Below are some entries. Repeat exactly the lines from the one with "positive clicks: (1968, 364) (1811, 502)" through the one with "232L1929 329L1894 455L1856", and only those.

» DATASET
++++++++++

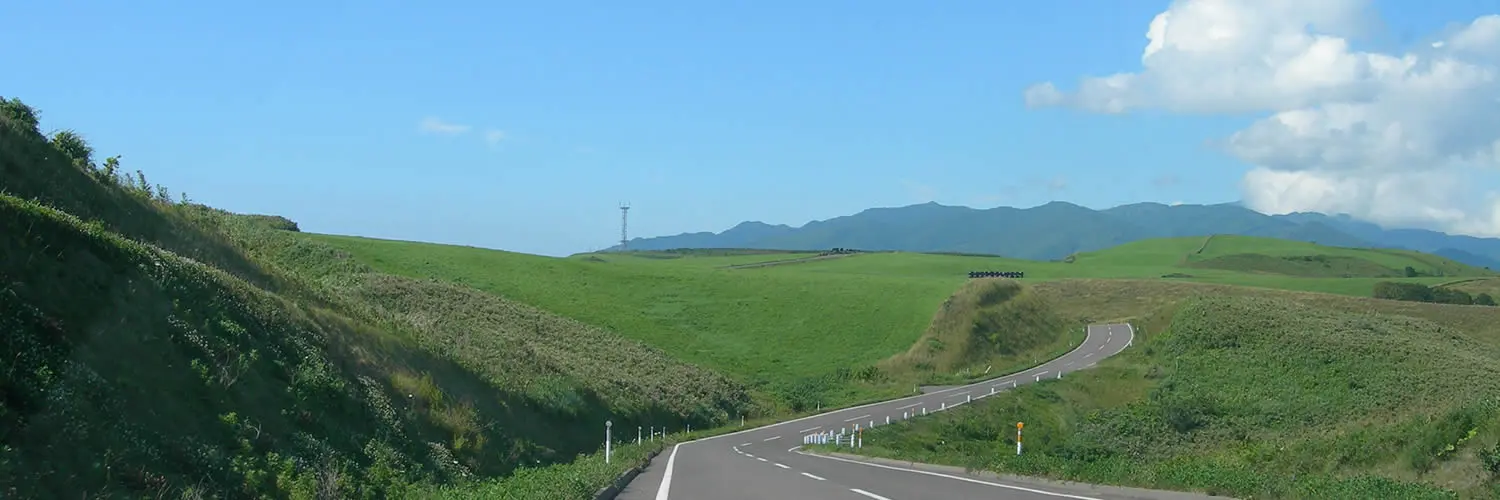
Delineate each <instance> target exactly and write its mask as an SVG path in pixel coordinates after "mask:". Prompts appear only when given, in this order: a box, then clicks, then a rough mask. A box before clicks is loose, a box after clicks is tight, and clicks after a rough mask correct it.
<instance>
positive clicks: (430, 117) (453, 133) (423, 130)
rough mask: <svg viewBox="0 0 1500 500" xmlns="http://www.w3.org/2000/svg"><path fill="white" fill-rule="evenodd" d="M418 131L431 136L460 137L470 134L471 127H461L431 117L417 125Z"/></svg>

++++++++++

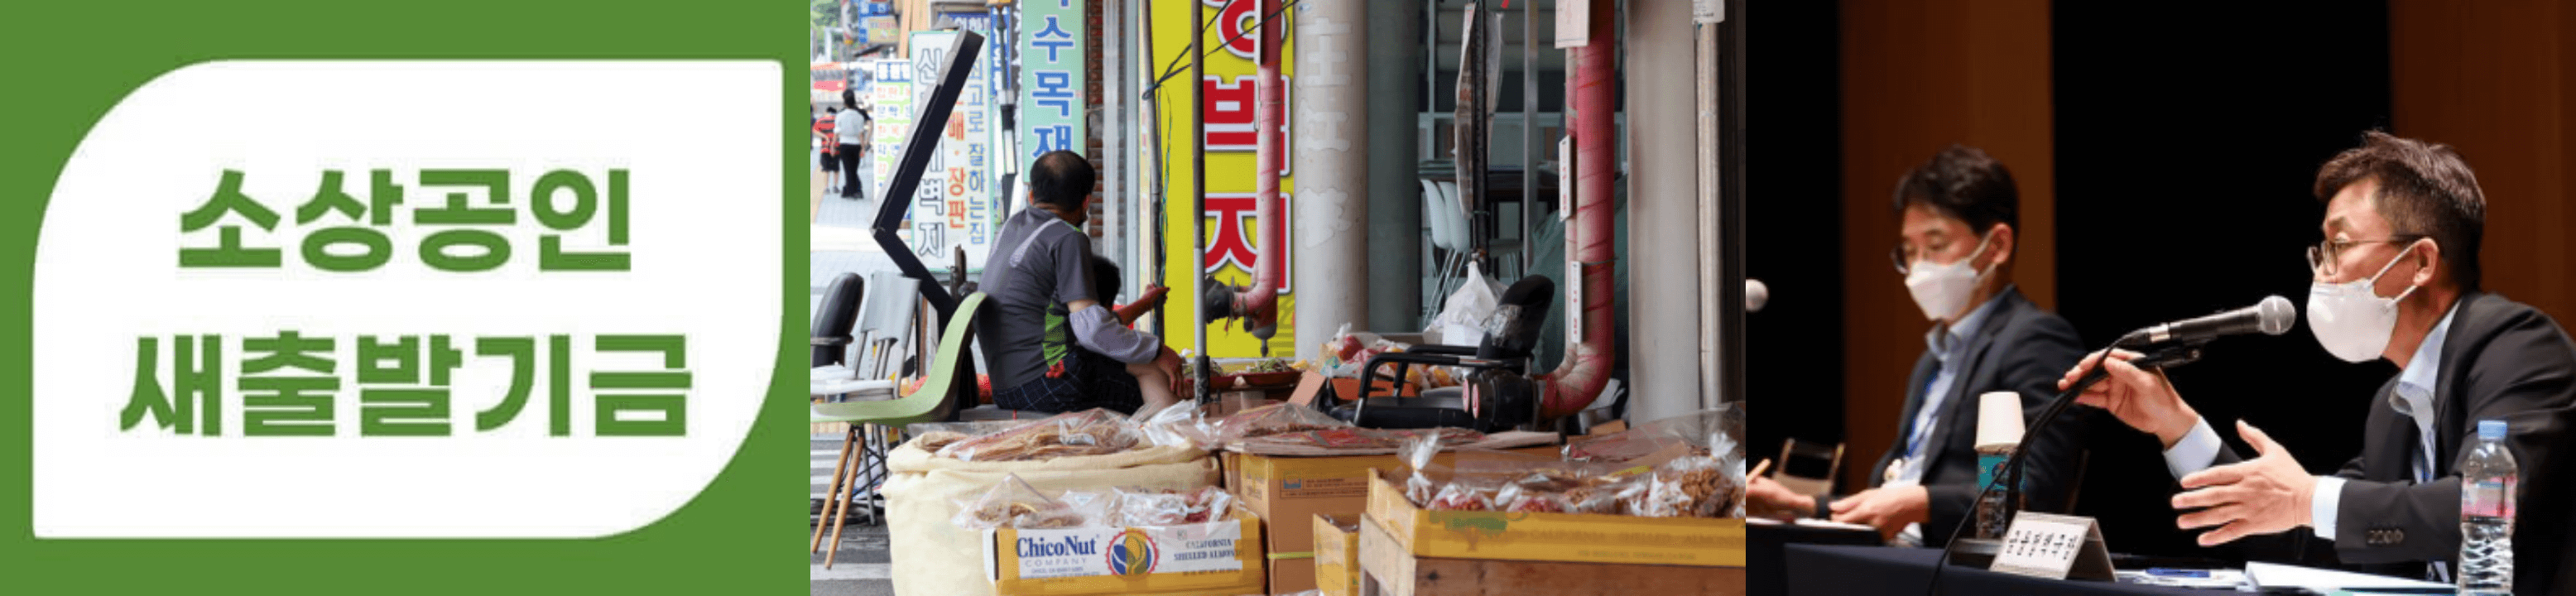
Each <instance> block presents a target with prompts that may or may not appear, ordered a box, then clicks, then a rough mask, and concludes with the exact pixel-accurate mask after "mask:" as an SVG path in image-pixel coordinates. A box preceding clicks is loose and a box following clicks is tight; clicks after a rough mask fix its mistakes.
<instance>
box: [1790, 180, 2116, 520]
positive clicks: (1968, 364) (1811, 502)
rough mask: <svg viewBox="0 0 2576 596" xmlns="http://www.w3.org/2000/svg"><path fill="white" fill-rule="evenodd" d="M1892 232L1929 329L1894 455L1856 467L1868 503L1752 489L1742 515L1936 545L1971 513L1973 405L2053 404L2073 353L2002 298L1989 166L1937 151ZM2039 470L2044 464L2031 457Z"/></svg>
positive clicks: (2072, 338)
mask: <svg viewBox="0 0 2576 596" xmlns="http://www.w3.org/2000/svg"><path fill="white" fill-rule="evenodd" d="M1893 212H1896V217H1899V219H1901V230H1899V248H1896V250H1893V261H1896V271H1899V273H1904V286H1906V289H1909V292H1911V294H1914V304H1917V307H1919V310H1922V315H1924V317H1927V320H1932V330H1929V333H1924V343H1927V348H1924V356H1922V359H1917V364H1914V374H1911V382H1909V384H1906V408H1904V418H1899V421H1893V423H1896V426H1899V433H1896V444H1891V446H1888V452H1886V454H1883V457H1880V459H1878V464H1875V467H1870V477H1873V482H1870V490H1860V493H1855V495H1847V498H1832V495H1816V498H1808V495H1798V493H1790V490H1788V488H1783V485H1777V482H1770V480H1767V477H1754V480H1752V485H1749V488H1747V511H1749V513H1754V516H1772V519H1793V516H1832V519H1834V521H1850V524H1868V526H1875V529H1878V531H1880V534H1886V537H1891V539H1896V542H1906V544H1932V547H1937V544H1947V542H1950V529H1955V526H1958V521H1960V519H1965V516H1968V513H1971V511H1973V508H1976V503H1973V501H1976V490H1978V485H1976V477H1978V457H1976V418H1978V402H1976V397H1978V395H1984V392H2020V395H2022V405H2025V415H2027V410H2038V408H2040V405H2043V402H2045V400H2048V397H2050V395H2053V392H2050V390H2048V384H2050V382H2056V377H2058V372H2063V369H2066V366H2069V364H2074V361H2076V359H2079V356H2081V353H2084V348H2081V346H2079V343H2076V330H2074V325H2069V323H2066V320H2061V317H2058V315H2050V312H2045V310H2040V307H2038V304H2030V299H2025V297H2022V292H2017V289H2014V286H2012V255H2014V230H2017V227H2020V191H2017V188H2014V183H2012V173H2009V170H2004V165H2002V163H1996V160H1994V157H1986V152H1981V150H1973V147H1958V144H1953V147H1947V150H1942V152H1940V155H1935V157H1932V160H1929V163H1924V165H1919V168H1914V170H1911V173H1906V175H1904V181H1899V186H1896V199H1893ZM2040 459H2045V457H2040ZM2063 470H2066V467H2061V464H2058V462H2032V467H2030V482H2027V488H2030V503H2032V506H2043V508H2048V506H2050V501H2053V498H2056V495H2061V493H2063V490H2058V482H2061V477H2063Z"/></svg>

++++++++++

» WRITTEN REPLY
positive clicks: (1968, 364) (1811, 502)
rough mask: <svg viewBox="0 0 2576 596" xmlns="http://www.w3.org/2000/svg"><path fill="white" fill-rule="evenodd" d="M1892 232L1929 329L1894 455L1856 467L1868 503L1752 489L1742 515L1936 545L1971 513L1973 405L2053 404L2073 353L2002 298L1989 166L1937 151ZM2039 470L2044 464L2031 457Z"/></svg>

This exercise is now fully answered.